▽

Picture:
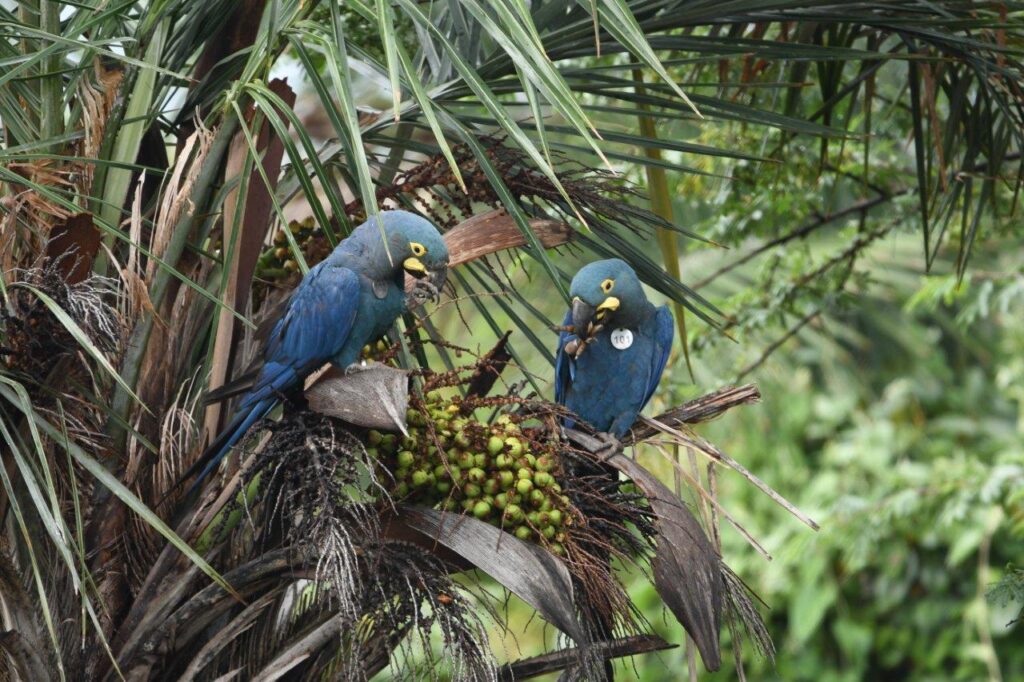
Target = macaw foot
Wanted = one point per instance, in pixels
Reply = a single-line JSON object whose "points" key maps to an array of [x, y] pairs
{"points": [[423, 291], [610, 446]]}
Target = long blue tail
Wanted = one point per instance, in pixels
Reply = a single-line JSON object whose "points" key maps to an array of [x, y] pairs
{"points": [[248, 414]]}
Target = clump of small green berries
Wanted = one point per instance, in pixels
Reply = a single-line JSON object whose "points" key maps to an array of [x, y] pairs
{"points": [[495, 472]]}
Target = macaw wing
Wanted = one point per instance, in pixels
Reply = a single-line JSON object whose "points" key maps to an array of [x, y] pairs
{"points": [[315, 324], [564, 366], [664, 333]]}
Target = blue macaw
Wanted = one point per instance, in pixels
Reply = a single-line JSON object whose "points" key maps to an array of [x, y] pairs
{"points": [[607, 368], [345, 301]]}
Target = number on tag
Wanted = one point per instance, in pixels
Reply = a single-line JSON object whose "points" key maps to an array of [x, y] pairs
{"points": [[622, 338]]}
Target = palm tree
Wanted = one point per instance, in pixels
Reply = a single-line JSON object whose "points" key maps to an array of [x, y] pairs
{"points": [[153, 158]]}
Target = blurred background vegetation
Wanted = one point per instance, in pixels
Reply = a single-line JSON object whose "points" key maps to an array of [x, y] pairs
{"points": [[841, 223]]}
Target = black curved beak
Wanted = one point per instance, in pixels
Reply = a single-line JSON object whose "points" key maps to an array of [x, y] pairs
{"points": [[583, 315]]}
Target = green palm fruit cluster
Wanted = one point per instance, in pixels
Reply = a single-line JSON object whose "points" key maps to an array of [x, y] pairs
{"points": [[497, 472], [278, 263], [378, 351]]}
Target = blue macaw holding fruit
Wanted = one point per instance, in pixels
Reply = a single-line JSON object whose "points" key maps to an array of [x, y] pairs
{"points": [[607, 368], [345, 301]]}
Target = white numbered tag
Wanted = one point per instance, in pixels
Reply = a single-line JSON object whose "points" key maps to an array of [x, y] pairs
{"points": [[622, 338]]}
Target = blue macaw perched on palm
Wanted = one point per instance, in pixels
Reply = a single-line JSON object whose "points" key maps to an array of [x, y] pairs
{"points": [[345, 301], [607, 368]]}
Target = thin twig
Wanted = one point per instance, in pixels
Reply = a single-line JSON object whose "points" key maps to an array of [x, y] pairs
{"points": [[699, 410], [771, 348]]}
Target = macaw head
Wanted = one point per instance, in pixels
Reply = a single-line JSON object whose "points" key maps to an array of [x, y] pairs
{"points": [[603, 292], [415, 247]]}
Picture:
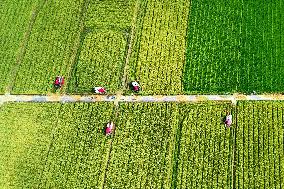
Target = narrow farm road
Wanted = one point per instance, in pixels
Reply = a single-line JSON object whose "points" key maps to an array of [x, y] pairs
{"points": [[121, 98]]}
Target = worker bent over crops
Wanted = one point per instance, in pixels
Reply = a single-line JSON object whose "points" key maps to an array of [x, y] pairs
{"points": [[59, 81], [110, 128]]}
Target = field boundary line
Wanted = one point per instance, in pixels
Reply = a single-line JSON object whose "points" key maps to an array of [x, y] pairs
{"points": [[77, 45], [121, 98], [23, 46], [129, 49], [108, 156]]}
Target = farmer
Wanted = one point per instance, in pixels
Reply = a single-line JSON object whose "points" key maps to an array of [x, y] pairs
{"points": [[228, 120], [135, 86], [59, 81], [99, 90], [109, 128]]}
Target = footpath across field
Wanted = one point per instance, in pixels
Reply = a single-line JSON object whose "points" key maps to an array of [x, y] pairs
{"points": [[181, 145]]}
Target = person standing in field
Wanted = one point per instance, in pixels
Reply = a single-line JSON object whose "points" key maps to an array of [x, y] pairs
{"points": [[228, 120]]}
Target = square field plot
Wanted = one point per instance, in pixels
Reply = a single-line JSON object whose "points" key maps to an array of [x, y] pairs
{"points": [[235, 46], [259, 143], [169, 145], [53, 145], [15, 19]]}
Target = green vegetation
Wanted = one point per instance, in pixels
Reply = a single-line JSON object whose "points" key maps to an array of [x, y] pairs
{"points": [[234, 46], [53, 145], [260, 147], [15, 18], [25, 132], [101, 58], [143, 145], [159, 47], [205, 148], [50, 47], [156, 145]]}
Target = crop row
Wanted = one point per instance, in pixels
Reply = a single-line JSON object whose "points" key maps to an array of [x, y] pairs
{"points": [[155, 145], [259, 142], [15, 17], [50, 46], [234, 47], [159, 48], [102, 55]]}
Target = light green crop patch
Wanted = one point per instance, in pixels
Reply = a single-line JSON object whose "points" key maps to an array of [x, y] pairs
{"points": [[259, 143], [15, 18], [25, 132], [51, 44], [53, 145], [158, 53]]}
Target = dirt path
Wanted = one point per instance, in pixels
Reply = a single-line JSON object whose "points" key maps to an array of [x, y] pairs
{"points": [[120, 98]]}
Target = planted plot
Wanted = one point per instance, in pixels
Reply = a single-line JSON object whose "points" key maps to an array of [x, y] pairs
{"points": [[259, 142], [142, 148], [204, 146], [101, 57], [234, 47], [100, 63], [51, 44], [53, 145], [112, 14], [25, 133], [159, 49], [15, 18], [78, 149]]}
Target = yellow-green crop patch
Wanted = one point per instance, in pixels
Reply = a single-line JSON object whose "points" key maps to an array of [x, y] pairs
{"points": [[50, 47], [260, 145], [104, 42], [53, 145], [159, 48], [15, 18]]}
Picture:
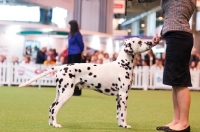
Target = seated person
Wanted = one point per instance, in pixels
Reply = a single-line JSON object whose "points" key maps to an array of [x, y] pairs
{"points": [[49, 61]]}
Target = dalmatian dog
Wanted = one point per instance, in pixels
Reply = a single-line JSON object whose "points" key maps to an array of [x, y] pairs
{"points": [[113, 78]]}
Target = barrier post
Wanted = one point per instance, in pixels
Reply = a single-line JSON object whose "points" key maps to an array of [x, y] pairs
{"points": [[145, 77], [39, 85]]}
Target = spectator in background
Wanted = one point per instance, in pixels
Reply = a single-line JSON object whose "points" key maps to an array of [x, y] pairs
{"points": [[163, 58], [64, 55], [15, 60], [157, 65], [61, 60], [49, 61], [138, 60], [26, 60], [41, 55], [2, 59], [75, 41], [51, 53], [28, 50], [106, 58], [194, 59], [150, 58], [115, 55], [99, 61], [94, 59], [198, 66], [75, 47], [86, 57]]}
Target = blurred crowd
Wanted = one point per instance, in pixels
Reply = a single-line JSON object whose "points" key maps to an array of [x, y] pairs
{"points": [[51, 57]]}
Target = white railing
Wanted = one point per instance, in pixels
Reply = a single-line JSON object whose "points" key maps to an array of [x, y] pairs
{"points": [[143, 77]]}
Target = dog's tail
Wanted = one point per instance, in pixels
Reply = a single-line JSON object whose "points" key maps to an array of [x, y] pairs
{"points": [[40, 76]]}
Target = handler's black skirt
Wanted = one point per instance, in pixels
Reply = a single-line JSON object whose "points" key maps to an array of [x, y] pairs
{"points": [[178, 51]]}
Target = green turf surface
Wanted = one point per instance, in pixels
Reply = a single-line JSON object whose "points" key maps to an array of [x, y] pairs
{"points": [[26, 110]]}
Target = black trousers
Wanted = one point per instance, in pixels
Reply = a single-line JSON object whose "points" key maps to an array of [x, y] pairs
{"points": [[178, 51], [76, 58]]}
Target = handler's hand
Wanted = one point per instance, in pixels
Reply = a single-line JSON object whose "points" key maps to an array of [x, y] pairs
{"points": [[156, 39]]}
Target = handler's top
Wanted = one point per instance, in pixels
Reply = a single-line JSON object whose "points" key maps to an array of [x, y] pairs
{"points": [[177, 14]]}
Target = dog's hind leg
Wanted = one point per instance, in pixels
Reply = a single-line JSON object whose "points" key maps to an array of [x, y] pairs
{"points": [[118, 109], [123, 108], [64, 96], [52, 106]]}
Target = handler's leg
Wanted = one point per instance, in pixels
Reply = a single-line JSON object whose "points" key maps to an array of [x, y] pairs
{"points": [[183, 100]]}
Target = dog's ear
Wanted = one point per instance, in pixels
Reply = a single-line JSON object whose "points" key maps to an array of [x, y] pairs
{"points": [[128, 48]]}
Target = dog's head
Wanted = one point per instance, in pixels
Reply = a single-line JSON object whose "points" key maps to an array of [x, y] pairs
{"points": [[136, 45]]}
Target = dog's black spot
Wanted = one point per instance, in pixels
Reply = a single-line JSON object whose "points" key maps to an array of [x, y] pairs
{"points": [[98, 86], [66, 68], [53, 104], [52, 112], [127, 77], [113, 89], [71, 75], [63, 89], [82, 83], [107, 90], [90, 74], [60, 81], [112, 94]]}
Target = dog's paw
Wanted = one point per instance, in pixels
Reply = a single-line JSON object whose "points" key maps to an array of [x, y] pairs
{"points": [[127, 126], [50, 124], [57, 126]]}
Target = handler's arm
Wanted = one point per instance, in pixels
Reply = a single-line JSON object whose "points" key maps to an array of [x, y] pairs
{"points": [[146, 1]]}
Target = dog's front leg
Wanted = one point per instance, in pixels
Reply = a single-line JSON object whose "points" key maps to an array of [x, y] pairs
{"points": [[123, 96], [118, 109]]}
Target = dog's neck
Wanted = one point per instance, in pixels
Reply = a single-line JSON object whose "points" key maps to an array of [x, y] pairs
{"points": [[123, 56]]}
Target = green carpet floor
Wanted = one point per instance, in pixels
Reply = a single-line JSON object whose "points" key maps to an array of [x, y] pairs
{"points": [[26, 110]]}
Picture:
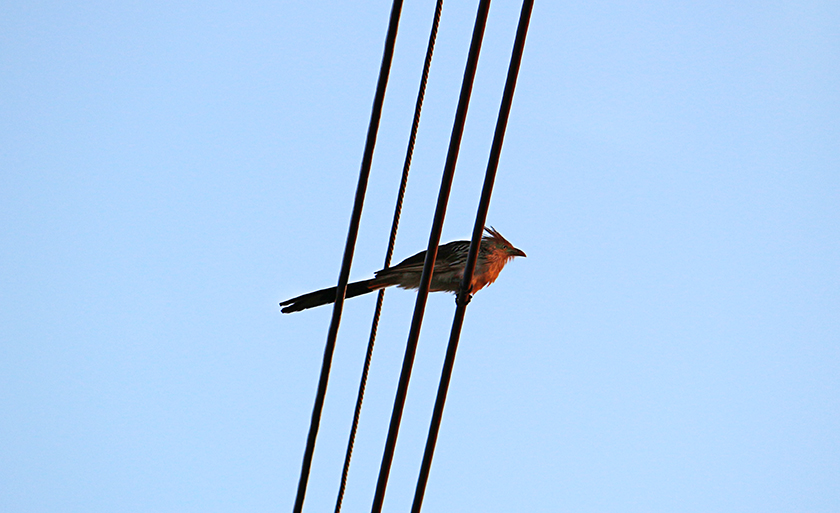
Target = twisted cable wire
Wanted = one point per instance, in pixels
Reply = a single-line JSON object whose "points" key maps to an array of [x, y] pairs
{"points": [[352, 233], [390, 251]]}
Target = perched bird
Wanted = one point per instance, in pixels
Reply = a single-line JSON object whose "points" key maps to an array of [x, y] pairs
{"points": [[495, 251]]}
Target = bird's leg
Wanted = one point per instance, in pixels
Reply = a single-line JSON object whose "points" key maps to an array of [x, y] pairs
{"points": [[467, 297]]}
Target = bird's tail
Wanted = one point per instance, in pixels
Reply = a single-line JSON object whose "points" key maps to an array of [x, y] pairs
{"points": [[326, 296]]}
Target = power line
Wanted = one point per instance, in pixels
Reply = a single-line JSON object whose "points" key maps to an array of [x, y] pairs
{"points": [[431, 253], [352, 232], [478, 228], [390, 251]]}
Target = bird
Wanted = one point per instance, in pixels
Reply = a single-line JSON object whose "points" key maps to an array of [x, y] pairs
{"points": [[494, 252]]}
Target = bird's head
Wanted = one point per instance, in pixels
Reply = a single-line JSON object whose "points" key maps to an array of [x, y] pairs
{"points": [[500, 245]]}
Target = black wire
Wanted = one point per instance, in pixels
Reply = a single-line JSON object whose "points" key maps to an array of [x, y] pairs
{"points": [[431, 253], [418, 107], [478, 228], [352, 232]]}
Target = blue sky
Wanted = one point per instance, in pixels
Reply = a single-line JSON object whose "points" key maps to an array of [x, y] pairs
{"points": [[171, 171]]}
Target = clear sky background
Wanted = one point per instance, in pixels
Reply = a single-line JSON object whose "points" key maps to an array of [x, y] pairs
{"points": [[170, 171]]}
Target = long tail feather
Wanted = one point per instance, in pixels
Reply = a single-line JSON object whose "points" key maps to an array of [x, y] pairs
{"points": [[324, 296]]}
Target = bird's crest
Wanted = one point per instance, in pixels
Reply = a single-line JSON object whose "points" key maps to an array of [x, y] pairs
{"points": [[496, 236]]}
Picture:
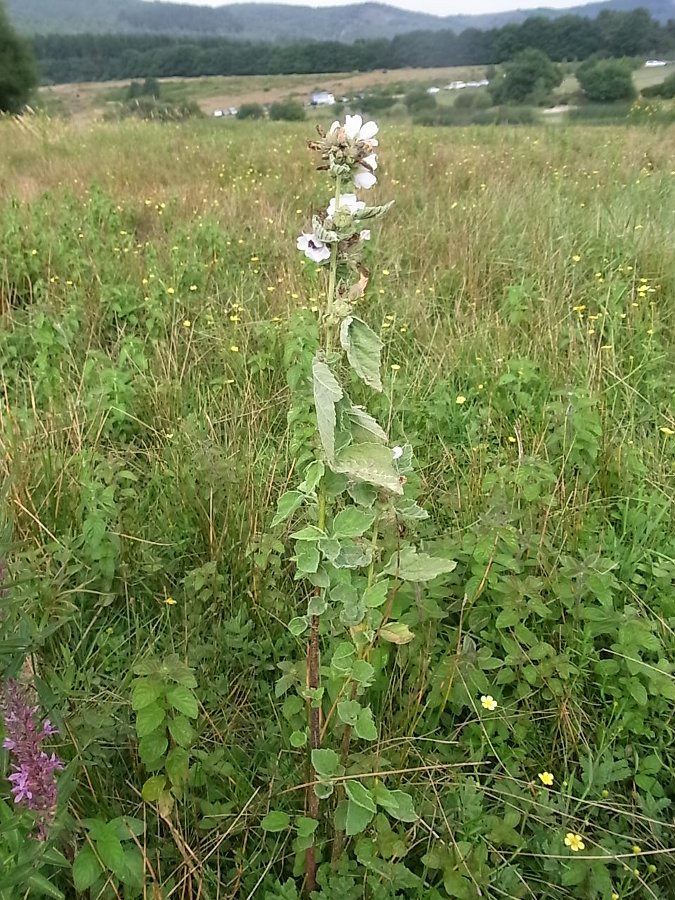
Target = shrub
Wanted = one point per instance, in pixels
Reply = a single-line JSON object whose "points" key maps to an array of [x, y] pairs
{"points": [[606, 81], [529, 77], [287, 111], [251, 111]]}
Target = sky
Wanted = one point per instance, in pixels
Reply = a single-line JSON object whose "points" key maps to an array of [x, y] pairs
{"points": [[436, 7]]}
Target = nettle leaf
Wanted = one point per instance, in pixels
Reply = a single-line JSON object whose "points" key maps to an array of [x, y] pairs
{"points": [[365, 727], [364, 349], [410, 565], [352, 522], [327, 392], [396, 633], [372, 463], [275, 821], [287, 505], [183, 701], [364, 427]]}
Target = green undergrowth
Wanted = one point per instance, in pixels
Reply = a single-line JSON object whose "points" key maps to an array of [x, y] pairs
{"points": [[156, 320]]}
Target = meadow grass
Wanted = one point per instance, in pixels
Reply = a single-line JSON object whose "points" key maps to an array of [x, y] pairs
{"points": [[156, 322]]}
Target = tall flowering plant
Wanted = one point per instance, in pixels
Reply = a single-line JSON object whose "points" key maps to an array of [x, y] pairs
{"points": [[348, 509]]}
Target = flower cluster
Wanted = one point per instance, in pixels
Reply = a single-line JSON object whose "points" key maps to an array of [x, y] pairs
{"points": [[32, 776], [347, 153]]}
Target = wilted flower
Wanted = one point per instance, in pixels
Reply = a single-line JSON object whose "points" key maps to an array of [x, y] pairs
{"points": [[32, 776], [313, 248], [347, 202]]}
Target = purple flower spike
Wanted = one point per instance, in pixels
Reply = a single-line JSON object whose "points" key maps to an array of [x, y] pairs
{"points": [[32, 776]]}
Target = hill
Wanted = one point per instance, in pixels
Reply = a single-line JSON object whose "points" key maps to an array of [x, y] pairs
{"points": [[265, 21]]}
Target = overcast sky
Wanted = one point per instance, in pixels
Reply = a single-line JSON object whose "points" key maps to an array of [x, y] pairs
{"points": [[437, 7]]}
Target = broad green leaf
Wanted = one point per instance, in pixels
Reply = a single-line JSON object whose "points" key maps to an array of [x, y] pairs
{"points": [[287, 505], [276, 820], [352, 522], [410, 565], [326, 763], [376, 594], [306, 557], [153, 746], [86, 869], [181, 731], [177, 766], [148, 718], [298, 625], [365, 727], [308, 533], [396, 633], [357, 818], [372, 463], [183, 700], [360, 795], [153, 788], [348, 711], [327, 392], [144, 692], [363, 348], [364, 427]]}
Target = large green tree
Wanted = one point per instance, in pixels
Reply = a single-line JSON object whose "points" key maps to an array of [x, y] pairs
{"points": [[18, 70]]}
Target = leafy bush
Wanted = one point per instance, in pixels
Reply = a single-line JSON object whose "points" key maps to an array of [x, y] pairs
{"points": [[606, 81], [251, 111], [286, 111], [529, 77]]}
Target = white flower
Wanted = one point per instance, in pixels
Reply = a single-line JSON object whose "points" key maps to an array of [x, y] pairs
{"points": [[347, 202], [313, 248]]}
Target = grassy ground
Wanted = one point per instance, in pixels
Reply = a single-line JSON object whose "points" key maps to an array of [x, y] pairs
{"points": [[154, 316]]}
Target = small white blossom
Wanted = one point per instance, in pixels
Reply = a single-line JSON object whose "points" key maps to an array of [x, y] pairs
{"points": [[347, 202], [313, 248]]}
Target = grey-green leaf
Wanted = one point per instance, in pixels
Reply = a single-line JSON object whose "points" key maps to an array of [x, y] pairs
{"points": [[327, 392], [364, 349]]}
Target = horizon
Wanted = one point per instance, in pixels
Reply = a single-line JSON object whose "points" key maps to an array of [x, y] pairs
{"points": [[440, 8]]}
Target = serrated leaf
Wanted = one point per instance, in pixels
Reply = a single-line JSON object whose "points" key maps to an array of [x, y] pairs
{"points": [[308, 533], [364, 427], [326, 763], [86, 869], [148, 718], [181, 731], [365, 727], [287, 505], [183, 700], [276, 821], [144, 692], [363, 348], [396, 633], [410, 565], [153, 746], [372, 463], [352, 522], [153, 787], [327, 392]]}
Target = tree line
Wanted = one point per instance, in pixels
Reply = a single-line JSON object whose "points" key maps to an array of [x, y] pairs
{"points": [[103, 57]]}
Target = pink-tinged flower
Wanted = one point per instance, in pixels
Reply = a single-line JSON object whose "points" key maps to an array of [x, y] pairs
{"points": [[313, 248], [347, 202], [32, 776]]}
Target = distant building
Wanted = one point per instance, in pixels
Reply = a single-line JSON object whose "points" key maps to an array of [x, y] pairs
{"points": [[321, 98]]}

△

EXERCISE OBJECTIVE ->
Copy out exactly the lines between the line with "Target = tree line" and the last line of the entries, counting both of those lines.

PROBLEM SOLUTION ->
Target = tree line
Wanted = one point per instance, in pixels
Reply = a single-line JSON object whose "points" key maps to an array of [x, y] pairs
{"points": [[103, 57]]}
Target = pink-tinged flower
Wanted = one point per instance, in pixels
Reply = a single-line JSON object whose "points" key maps to an array of [x, y] pairs
{"points": [[313, 248], [347, 202], [32, 776]]}
Target = distant building
Wanted = one point per instance, in pixels
Reply = a single-line JSON object whose "points" key maps to an array of [x, y] pairs
{"points": [[321, 98]]}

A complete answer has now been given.